═════ DATA SHOWN

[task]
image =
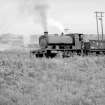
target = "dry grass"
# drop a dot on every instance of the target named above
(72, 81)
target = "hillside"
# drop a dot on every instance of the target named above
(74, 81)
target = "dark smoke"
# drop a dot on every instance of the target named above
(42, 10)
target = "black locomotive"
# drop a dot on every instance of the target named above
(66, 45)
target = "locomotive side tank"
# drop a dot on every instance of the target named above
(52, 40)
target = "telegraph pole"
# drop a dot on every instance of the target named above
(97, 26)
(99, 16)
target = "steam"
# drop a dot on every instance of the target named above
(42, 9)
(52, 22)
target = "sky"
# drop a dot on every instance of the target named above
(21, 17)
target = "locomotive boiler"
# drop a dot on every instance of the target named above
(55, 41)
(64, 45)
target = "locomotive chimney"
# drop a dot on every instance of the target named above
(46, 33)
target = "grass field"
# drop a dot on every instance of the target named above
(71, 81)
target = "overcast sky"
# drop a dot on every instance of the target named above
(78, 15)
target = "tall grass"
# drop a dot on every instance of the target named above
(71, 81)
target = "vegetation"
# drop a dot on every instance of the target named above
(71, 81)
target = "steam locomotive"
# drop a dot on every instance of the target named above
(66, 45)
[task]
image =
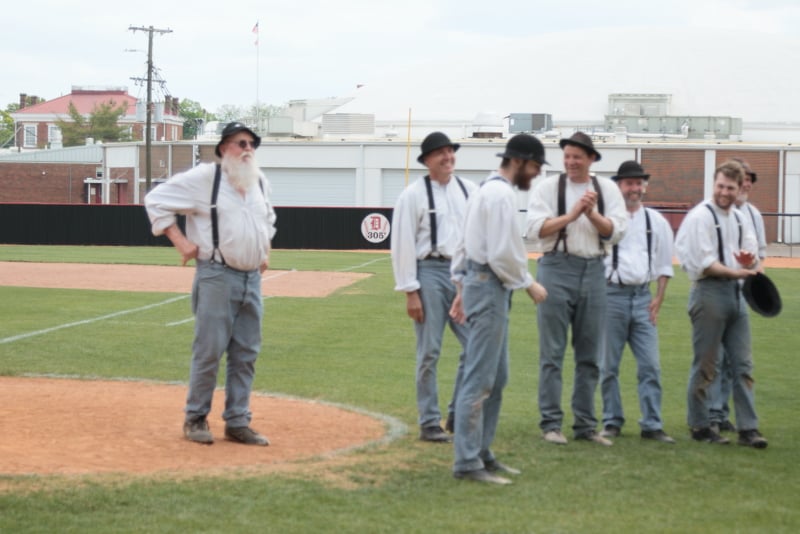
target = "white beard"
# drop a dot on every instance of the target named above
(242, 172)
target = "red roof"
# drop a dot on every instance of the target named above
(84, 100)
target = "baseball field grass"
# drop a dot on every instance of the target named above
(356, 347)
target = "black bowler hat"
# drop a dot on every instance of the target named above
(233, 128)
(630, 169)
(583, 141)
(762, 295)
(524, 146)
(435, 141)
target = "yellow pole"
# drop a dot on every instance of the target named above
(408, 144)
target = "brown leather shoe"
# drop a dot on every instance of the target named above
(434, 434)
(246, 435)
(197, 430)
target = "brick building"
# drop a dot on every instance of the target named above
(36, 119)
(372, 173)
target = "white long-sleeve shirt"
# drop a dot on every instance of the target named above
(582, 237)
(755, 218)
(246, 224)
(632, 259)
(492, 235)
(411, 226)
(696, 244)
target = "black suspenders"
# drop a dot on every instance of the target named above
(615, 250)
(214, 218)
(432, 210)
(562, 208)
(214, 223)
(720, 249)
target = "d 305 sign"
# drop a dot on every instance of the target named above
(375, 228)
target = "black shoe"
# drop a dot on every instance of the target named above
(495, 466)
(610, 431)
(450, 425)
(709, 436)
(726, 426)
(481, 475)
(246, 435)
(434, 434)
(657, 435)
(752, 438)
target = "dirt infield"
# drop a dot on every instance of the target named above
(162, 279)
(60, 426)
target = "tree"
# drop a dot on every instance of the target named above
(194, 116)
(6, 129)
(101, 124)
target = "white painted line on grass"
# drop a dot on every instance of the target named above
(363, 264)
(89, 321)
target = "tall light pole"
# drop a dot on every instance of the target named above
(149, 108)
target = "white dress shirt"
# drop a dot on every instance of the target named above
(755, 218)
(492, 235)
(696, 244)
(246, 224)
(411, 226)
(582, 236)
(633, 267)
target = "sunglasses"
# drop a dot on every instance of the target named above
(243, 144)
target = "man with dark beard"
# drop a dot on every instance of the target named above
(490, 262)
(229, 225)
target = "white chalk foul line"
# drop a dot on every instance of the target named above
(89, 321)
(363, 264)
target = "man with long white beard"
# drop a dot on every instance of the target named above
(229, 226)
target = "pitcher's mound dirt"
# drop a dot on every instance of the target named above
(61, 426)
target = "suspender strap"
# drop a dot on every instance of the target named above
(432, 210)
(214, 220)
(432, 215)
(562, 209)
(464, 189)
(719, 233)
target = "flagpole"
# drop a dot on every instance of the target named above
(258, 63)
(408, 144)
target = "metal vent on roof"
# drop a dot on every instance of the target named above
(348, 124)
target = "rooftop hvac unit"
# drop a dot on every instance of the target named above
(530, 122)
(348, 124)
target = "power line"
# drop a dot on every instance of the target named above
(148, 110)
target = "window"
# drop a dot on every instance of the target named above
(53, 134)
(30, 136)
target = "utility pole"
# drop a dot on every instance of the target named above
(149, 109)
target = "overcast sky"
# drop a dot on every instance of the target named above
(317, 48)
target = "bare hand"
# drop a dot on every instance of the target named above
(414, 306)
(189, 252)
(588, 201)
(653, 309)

══════════
═════ DATA SHOWN

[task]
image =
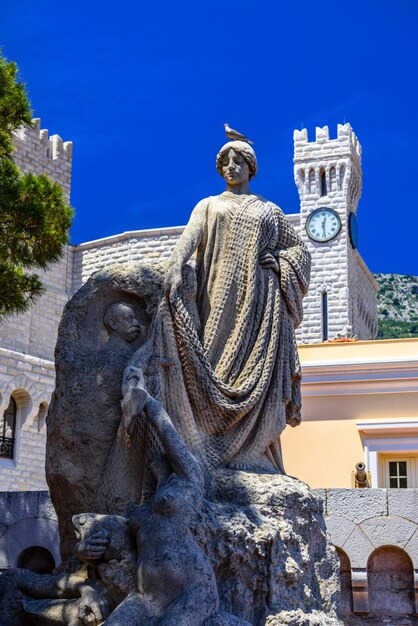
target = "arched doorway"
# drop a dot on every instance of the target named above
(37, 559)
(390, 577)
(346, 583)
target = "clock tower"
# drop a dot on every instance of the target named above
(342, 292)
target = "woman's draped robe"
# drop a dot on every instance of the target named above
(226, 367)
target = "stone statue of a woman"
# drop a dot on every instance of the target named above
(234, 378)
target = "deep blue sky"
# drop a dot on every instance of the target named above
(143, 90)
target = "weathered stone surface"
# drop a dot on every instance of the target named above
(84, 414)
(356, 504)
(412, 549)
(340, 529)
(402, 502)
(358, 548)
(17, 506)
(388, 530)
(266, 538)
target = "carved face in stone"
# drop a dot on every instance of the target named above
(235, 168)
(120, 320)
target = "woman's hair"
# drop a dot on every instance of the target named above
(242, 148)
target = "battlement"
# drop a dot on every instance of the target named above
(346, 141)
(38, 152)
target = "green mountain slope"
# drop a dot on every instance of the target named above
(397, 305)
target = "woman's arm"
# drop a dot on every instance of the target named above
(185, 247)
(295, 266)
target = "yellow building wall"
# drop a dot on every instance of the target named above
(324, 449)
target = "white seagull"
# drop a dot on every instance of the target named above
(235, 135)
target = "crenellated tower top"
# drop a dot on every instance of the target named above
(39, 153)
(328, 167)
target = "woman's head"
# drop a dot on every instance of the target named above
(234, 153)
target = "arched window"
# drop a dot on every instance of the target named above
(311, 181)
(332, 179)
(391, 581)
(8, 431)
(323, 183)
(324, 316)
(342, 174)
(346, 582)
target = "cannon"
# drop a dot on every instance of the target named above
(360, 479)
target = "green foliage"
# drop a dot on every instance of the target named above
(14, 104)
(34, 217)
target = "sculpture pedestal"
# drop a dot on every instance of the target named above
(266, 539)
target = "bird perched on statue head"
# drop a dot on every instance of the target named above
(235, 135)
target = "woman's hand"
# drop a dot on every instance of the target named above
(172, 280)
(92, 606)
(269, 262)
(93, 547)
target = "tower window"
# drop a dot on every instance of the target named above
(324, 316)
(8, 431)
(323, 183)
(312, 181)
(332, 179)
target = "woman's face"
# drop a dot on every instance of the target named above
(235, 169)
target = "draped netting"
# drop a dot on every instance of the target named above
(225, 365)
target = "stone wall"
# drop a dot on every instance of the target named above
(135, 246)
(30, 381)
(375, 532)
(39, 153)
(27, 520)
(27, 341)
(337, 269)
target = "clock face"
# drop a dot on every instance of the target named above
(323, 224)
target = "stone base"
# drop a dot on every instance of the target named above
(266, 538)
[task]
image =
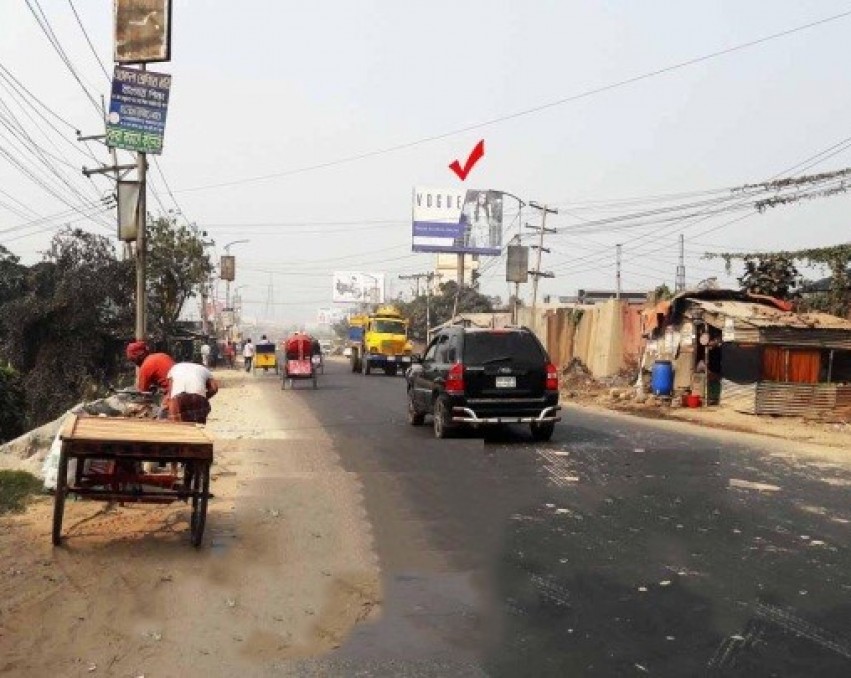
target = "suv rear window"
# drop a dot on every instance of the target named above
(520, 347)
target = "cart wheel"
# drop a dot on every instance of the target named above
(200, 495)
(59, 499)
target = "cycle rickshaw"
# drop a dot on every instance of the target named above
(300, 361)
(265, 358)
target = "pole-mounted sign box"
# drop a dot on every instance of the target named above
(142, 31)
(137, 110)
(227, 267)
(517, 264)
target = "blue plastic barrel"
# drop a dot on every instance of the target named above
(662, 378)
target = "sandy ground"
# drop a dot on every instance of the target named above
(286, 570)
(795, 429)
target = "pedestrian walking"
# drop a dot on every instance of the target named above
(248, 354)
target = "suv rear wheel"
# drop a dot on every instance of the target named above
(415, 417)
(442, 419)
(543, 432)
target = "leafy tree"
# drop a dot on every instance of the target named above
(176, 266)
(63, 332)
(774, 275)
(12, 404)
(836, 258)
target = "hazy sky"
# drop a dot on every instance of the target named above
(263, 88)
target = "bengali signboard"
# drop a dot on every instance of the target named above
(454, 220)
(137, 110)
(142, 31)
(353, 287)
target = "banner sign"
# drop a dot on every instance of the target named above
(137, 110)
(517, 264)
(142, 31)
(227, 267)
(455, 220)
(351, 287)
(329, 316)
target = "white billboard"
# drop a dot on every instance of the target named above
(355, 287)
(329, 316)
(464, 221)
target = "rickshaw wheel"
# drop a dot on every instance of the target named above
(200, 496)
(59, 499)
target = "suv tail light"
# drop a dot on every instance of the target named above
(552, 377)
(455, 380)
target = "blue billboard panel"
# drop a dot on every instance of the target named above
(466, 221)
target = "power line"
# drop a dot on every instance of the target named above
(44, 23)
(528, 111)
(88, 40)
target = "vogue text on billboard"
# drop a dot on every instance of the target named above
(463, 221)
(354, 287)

══════════

For the string "black", filter the data and copy out each line where it occurs.

### OUTPUT FOR THIS EXERCISE:
target = "black locomotive"
target = "black bowler hat"
target = "black suspenders"
target = "black shoe"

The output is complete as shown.